● Exercise
Rewrite the lines starting at the first one and ending at the line containing "positive clicks: (602, 359) (642, 362)", substituting "coarse mask" for every occurrence of "rough mask" and keeping everything else unchanged. Omit the picture from the output.

● Data to process
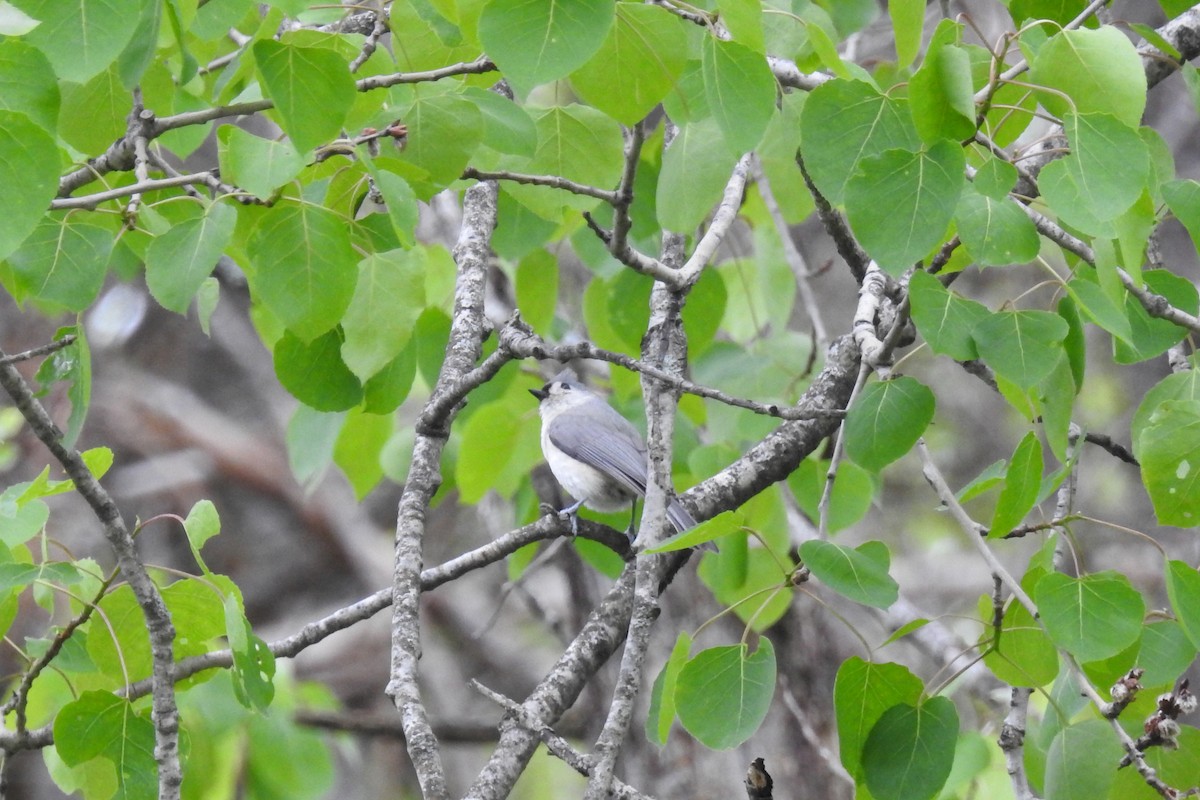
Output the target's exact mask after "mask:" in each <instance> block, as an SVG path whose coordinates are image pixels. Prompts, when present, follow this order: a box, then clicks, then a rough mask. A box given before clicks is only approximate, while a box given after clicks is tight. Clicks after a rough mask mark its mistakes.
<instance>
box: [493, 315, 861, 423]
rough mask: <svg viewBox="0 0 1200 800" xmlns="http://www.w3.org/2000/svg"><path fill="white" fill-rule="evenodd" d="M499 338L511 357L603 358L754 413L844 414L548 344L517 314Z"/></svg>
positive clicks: (602, 359) (642, 362)
mask: <svg viewBox="0 0 1200 800" xmlns="http://www.w3.org/2000/svg"><path fill="white" fill-rule="evenodd" d="M499 338H500V348H502V349H503V350H505V351H508V353H510V354H511V355H512V356H514V357H518V359H539V360H547V359H551V360H554V361H560V362H564V363H565V362H568V361H574V360H575V359H590V360H593V361H606V362H608V363H614V365H617V366H619V367H624V368H626V369H629V371H630V372H637V373H642V374H647V375H650V377H652V378H654V379H656V380H661V381H665V383H667V384H670V385H671V386H673V387H674V389H678V390H679V391H682V392H685V393H688V395H695V396H696V397H704V398H707V399H714V401H716V402H719V403H725V404H726V405H733V407H734V408H743V409H745V410H748V411H754V413H755V414H762V415H764V416H774V417H778V419H780V420H815V419H821V417H836V419H840V417H844V416H845V415H846V410H845V409H842V408H839V409H826V408H800V407H799V405H779V404H778V403H758V402H755V401H751V399H745V398H743V397H737V396H733V395H728V393H726V392H722V391H721V390H719V389H712V387H709V386H701V385H700V384H695V383H692V381H690V380H688V379H686V378H679V377H677V375H672V374H668V373H667V372H665V371H662V369H659V368H656V367H652V366H650V365H648V363H644V362H643V361H640V360H637V359H635V357H632V356H628V355H625V354H624V353H613V351H612V350H605V349H602V348H598V347H595V345H594V344H592V343H590V342H587V341H583V342H576V343H575V344H557V345H556V344H547V343H546V341H545V339H542V338H541V337H540V336H538V335H536V333H535V332H534V331H533V329H532V327H529V326H528V325H526V323H524V321H523V320H522V319H521V318H520V317H514V318H512V319H510V320H509V321H508V323H505V325H504V327H502V329H500V332H499ZM498 351H499V350H498Z"/></svg>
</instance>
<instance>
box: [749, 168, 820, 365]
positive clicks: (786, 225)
mask: <svg viewBox="0 0 1200 800" xmlns="http://www.w3.org/2000/svg"><path fill="white" fill-rule="evenodd" d="M754 180H755V185H756V186H757V187H758V194H760V196H761V197H762V201H763V205H764V206H767V213H768V215H769V216H770V221H772V223H773V224H774V225H775V233H776V234H779V242H780V245H782V247H784V260H785V261H787V265H788V266H790V267H791V269H792V275H793V276H794V277H796V288H797V289H798V290H799V293H800V302H802V303H803V305H804V311H805V312H808V314H809V321H810V323H811V324H812V331H814V335H815V337H816V347H817V349H818V350H824V349H826V348H827V347H829V332H828V330H826V325H824V317H823V315H822V314H821V305H820V303H818V302H817V299H816V295H815V294H814V293H812V287H811V285H810V284H809V275H810V272H809V265H808V264H806V263H805V261H804V255H803V254H802V253H800V249H799V248H798V247H797V246H796V242H794V241H792V231H791V230H788V228H787V221H786V219H784V212H782V211H780V209H779V201H778V200H776V199H775V193H774V192H772V191H770V181H769V180H768V179H767V173H766V172H764V170H763V168H762V163H760V162H758V160H757V158H756V160H755V161H754Z"/></svg>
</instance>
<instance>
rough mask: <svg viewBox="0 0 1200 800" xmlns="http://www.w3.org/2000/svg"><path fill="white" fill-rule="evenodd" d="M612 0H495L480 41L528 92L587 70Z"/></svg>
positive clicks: (484, 10)
mask: <svg viewBox="0 0 1200 800" xmlns="http://www.w3.org/2000/svg"><path fill="white" fill-rule="evenodd" d="M613 6H614V4H613V2H611V0H490V2H487V5H485V6H484V12H482V13H481V14H480V17H479V41H480V43H481V44H482V46H484V50H486V52H487V54H488V55H490V56H491V58H492V60H493V61H496V64H497V66H498V67H499V68H500V72H503V73H504V76H505V77H506V78H509V79H510V80H514V82H516V83H517V84H518V85H520V86H521V88H522V89H523V90H526V91H528V90H529V89H532V88H533V86H535V85H538V84H542V83H546V82H548V80H554V79H556V78H562V77H564V76H566V74H568V73H570V72H571V71H574V70H576V68H578V67H581V66H583V64H586V62H587V61H588V59H590V58H592V56H593V55H594V54H595V53H596V50H599V49H600V47H601V46H602V44H604V41H605V37H606V36H607V35H608V29H610V28H611V26H612V23H613V17H614V16H616V11H614V7H613Z"/></svg>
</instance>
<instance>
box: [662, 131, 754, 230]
mask: <svg viewBox="0 0 1200 800" xmlns="http://www.w3.org/2000/svg"><path fill="white" fill-rule="evenodd" d="M737 161H738V158H737V156H736V155H733V154H731V152H730V150H728V148H726V146H725V143H724V140H722V139H721V133H720V130H719V128H718V125H716V121H715V120H703V121H700V122H689V124H686V125H682V126H679V133H678V134H676V138H674V139H673V140H672V142H671V146H670V148H667V150H666V152H665V154H664V155H662V172H661V174H660V175H659V184H658V190H656V197H655V207H656V210H658V218H659V222H660V223H661V224H662V227H664V228H666V229H667V230H674V231H677V233H689V231H692V230H695V229H696V227H697V225H698V224H700V223H701V222H703V219H704V217H706V216H708V212H709V211H710V210H712V209H713V206H714V205H716V203H718V200H720V199H721V193H722V192H724V191H725V185H726V184H727V182H728V180H730V173H731V172H732V170H733V164H736V163H737Z"/></svg>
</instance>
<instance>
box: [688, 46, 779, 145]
mask: <svg viewBox="0 0 1200 800" xmlns="http://www.w3.org/2000/svg"><path fill="white" fill-rule="evenodd" d="M701 56H702V58H701V72H702V74H703V77H704V96H706V98H707V100H708V107H709V108H710V109H712V112H713V118H714V119H715V120H716V125H718V127H720V128H721V133H722V134H724V137H725V142H726V144H727V145H728V146H730V149H731V150H733V151H736V152H737V154H739V155H740V154H743V152H748V151H750V150H754V149H755V146H757V144H758V142H761V140H762V134H763V133H766V131H767V124H768V122H770V118H772V115H773V114H774V113H775V78H774V76H773V74H772V72H770V67H769V66H767V61H766V60H764V59H763V58H762V54H760V53H755V52H754V50H751V49H750V48H749V47H746V46H744V44H738V43H737V42H722V41H720V40H718V38H716V37H715V36H706V37H704V41H703V44H702V46H701Z"/></svg>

● Answer to this problem
Output the target's exact mask after "mask:" in each <instance> block, as an SVG path whose coordinates are image pixels. Prompts, when present, follow this order: a box, then clicks, then a coarse mask. A box given before clicks is only approximate, while a box given after clicks is tight. Clicks after a coarse mask mark its mistakes.
<instance>
box: [493, 315, 861, 423]
coarse mask: <svg viewBox="0 0 1200 800" xmlns="http://www.w3.org/2000/svg"><path fill="white" fill-rule="evenodd" d="M499 338L511 357L603 358L754 413L844 414L548 344L517 314Z"/></svg>
positive clicks: (602, 359) (642, 362)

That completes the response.